[Things to do]
[1] In the comment thread about housing analysts and homebuilders, who is called the biggest housing bull analyst?
[2] Write the next comment in the thread about housing analysts and homebuilder stocks, picking up after its final comment.

[Selected passage]
━━━━━━━━━━

Ha ha ha...I used to think those analysts were intentionally misleading the public, but it seems like their CEO was also driking their own cool-aid
Maybe Wall Street and their friends are not really crooked.....they are just plain dumb.
I always mistrusted Mozillo and now I think it was not right. I feel sad and guilty now - sob, sob, sob. I will buy their green band from Ebay tomorrow.
On second thought, should I wait for Citibank's wristband?
Stephen Kim is the biggest housing bull analyst out there. If you've ever listened to homebuilder earnings call you can always hear him softballing questions to management and trying to turn negatives into positives. He is basically the Anti-Zellman.
Paul Krugman and Josh Marshall are both self-described Jews and would not have been behind any of this criminality for all the money in the world.
What appears to have happened is similar to what happened to Christianity in the third and fourth century. A religion became infested with magic. In this case, the magic was "mark to model".
There's a real battle now between bulls and bears on the home builders. Will the HB's drop to new lows or will all of those value investors start to prevail? Personally, I think that the value guys are at least one year early, but it's possible that bears will need to stand by and let the bulls take up the stocks for a while. However, October home sales data could be sharply down.
Hey, Troll Brothers --any time you want to call my gentile self a coward to its face, I'd love to meet up with you. An unusual number of Americans in positions of power in the financial world are Jewish for three or four historical reasons. First, Jews, deprived of every other economic opportunity, especially ownership of land, went into a money lending; they were also uninhibited by Christian injunctions against usury. Secondly, there is some evidence that Jews have higher IQs than non-Jews. Third, European anti-Semitism is an enormous inefficiency that the United States is proud to have corrected for; and lucky: it allowed, among other things, your heroes in the Third Reich to not take advantage of their best physicists, who instead designed an atomic bomb for democracy. Finally, American Jews are by and large urban, family-oriented, ambitious, hyper-smart, and thanks to an emphasis on close Talmudic study, hyper-well-educated. If your kid is flipping their burgers, you might want to put down the Elders of Zion, and look in the mirror instead.

━━━━━━━━━━

[Data section]
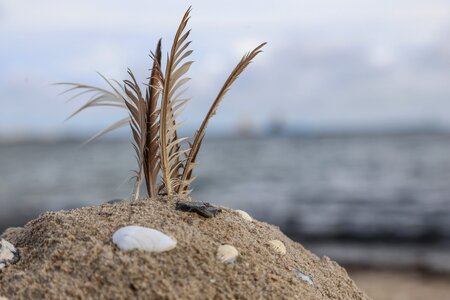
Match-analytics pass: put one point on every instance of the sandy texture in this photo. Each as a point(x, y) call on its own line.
point(402, 285)
point(69, 254)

━━━━━━━━━━

[Exercise answers]
[1] Stephen Kim

[2]
As the overseas markets continue to decouple (that had to be the most hilarious proclaimation I have heard in quite sometime).
Let's explore a couple other fallacies that have appeared on this forum.
The first back when the 10 year moved towards 5.25% and almost all participants declared higher rates forever! As I explained, the 10 year would move towards a 3 handle and there would be an unprecedented flight to quality. Some scoffed at the idea, well, it seems that they were very wrong, the news, by any measure in the credit markets is and has been clearly deflationary and the 10 year rests at 4.28% this morning.
Lately, the hyperinflationary calls have been arising more frequently, this is off base and you will likely see a commodity collapse in the near-term due to the developments in the credit markets, which, again are clearly deflationary.
Another fallacy, was the refusal to accept the repricing of risk that had taken place in August, you will see further repricing of all risk assets going forward.
Balance sheets will shrink and credit will become far more tight. The next shoe is the distressed/HY debt that needs to be refinanced, corporate defaults will likely move to the double digits.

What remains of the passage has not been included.